═════ Supplied records

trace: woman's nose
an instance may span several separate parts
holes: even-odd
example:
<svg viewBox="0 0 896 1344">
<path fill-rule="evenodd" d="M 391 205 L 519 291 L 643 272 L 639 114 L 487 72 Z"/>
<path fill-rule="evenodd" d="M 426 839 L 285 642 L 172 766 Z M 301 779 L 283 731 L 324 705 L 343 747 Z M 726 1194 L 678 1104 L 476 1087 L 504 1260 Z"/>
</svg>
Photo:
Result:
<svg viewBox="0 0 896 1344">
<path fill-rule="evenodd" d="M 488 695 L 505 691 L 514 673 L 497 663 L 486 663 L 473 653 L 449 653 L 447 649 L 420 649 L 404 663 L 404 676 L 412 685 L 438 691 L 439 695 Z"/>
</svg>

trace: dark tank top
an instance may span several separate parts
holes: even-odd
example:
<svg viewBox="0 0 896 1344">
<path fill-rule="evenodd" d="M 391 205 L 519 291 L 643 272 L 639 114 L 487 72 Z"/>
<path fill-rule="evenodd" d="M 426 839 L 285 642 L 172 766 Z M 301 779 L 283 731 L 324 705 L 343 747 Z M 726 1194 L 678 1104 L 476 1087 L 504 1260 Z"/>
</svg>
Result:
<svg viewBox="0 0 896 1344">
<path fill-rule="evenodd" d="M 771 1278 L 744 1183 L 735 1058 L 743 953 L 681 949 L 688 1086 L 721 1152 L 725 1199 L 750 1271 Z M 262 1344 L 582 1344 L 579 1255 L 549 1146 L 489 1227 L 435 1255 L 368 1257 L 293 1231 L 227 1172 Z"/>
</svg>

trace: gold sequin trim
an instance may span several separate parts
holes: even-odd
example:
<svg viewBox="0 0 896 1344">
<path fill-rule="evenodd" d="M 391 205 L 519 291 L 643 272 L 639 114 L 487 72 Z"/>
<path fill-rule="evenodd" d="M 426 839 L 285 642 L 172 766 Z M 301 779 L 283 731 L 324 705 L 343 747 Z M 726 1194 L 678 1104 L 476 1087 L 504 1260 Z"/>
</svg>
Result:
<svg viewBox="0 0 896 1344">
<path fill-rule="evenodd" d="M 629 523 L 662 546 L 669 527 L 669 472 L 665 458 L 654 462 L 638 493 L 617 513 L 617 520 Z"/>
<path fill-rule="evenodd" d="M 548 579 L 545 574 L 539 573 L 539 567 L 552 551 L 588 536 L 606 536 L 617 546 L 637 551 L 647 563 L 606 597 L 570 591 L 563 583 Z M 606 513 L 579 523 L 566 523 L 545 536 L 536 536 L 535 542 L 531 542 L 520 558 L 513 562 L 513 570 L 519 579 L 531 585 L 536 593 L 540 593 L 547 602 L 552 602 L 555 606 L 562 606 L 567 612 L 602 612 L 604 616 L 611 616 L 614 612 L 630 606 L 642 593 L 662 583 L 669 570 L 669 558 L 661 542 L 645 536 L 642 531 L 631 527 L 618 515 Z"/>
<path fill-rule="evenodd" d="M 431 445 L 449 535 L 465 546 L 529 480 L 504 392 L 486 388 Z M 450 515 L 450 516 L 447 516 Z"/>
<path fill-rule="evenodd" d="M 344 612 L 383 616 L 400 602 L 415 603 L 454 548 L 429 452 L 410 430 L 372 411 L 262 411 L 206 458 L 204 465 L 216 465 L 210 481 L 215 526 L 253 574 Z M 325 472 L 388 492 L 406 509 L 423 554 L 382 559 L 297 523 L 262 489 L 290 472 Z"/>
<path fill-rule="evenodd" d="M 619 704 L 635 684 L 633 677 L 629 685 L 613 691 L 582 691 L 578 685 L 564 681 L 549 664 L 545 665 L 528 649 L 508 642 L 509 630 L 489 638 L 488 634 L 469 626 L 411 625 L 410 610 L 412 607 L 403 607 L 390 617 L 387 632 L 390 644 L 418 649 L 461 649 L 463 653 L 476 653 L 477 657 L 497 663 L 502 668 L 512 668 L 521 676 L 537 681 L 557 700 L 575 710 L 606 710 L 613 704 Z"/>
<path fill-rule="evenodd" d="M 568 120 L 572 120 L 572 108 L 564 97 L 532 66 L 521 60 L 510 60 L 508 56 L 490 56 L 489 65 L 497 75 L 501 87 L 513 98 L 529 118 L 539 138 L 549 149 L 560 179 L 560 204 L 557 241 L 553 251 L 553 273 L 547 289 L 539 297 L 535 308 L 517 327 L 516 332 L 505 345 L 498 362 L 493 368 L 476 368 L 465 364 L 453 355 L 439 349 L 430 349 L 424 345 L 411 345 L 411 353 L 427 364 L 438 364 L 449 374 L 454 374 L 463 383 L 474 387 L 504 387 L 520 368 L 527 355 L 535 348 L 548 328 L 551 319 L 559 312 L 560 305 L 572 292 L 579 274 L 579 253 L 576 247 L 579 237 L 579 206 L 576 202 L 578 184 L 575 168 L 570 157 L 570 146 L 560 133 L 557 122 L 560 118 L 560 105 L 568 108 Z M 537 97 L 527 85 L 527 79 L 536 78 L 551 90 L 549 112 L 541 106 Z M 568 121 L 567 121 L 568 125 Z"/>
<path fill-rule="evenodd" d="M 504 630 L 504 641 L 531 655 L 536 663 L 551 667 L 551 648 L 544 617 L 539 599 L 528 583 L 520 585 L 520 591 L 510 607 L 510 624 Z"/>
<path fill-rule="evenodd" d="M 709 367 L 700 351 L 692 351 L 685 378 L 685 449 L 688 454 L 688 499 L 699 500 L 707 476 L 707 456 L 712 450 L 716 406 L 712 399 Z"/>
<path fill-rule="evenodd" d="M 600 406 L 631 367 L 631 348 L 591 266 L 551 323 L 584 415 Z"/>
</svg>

══════════

What you have to do:
Copy the data above word for word, from the line with "trace: gold sequin trim" to the line with "619 704 L 635", including both of those lines.

Result of this task:
trace: gold sequin trim
an instance may span several separate parts
holes: even-odd
example:
<svg viewBox="0 0 896 1344">
<path fill-rule="evenodd" d="M 391 205 L 519 291 L 643 272 L 639 114 L 487 72 Z"/>
<path fill-rule="evenodd" d="M 426 839 L 285 642 L 172 766 Z M 301 779 L 283 731 L 324 705 L 343 747 Z M 726 1194 L 678 1104 L 476 1087 L 504 1260 Z"/>
</svg>
Result:
<svg viewBox="0 0 896 1344">
<path fill-rule="evenodd" d="M 629 523 L 662 546 L 669 527 L 669 472 L 665 458 L 654 462 L 638 493 L 617 513 L 617 520 Z"/>
<path fill-rule="evenodd" d="M 548 579 L 545 574 L 539 573 L 539 567 L 552 551 L 588 536 L 606 536 L 617 546 L 637 551 L 647 563 L 606 597 L 570 591 L 563 583 Z M 606 513 L 579 523 L 566 523 L 545 536 L 536 536 L 535 542 L 531 542 L 520 558 L 513 562 L 513 570 L 519 579 L 531 585 L 536 593 L 540 593 L 547 602 L 552 602 L 555 606 L 562 606 L 567 612 L 602 612 L 604 616 L 611 616 L 614 612 L 630 606 L 642 593 L 662 583 L 669 570 L 669 558 L 661 542 L 645 536 L 642 531 L 631 527 L 618 515 Z"/>
<path fill-rule="evenodd" d="M 431 445 L 449 535 L 465 546 L 529 480 L 504 392 L 486 388 Z M 450 515 L 450 516 L 447 516 Z"/>
<path fill-rule="evenodd" d="M 344 612 L 383 616 L 400 602 L 415 603 L 454 548 L 429 452 L 410 430 L 372 411 L 262 411 L 206 458 L 204 465 L 216 465 L 210 481 L 215 526 L 253 574 Z M 325 472 L 388 492 L 406 509 L 423 554 L 382 559 L 297 523 L 262 489 L 290 472 Z"/>
<path fill-rule="evenodd" d="M 619 704 L 635 684 L 633 677 L 629 685 L 613 691 L 582 691 L 578 685 L 564 681 L 549 664 L 545 665 L 528 649 L 508 642 L 509 630 L 489 638 L 488 634 L 469 626 L 411 625 L 410 610 L 412 607 L 403 607 L 390 617 L 387 632 L 390 644 L 418 649 L 461 649 L 463 653 L 476 653 L 477 657 L 497 663 L 502 668 L 512 668 L 521 676 L 537 681 L 557 700 L 575 710 L 606 710 L 613 704 Z"/>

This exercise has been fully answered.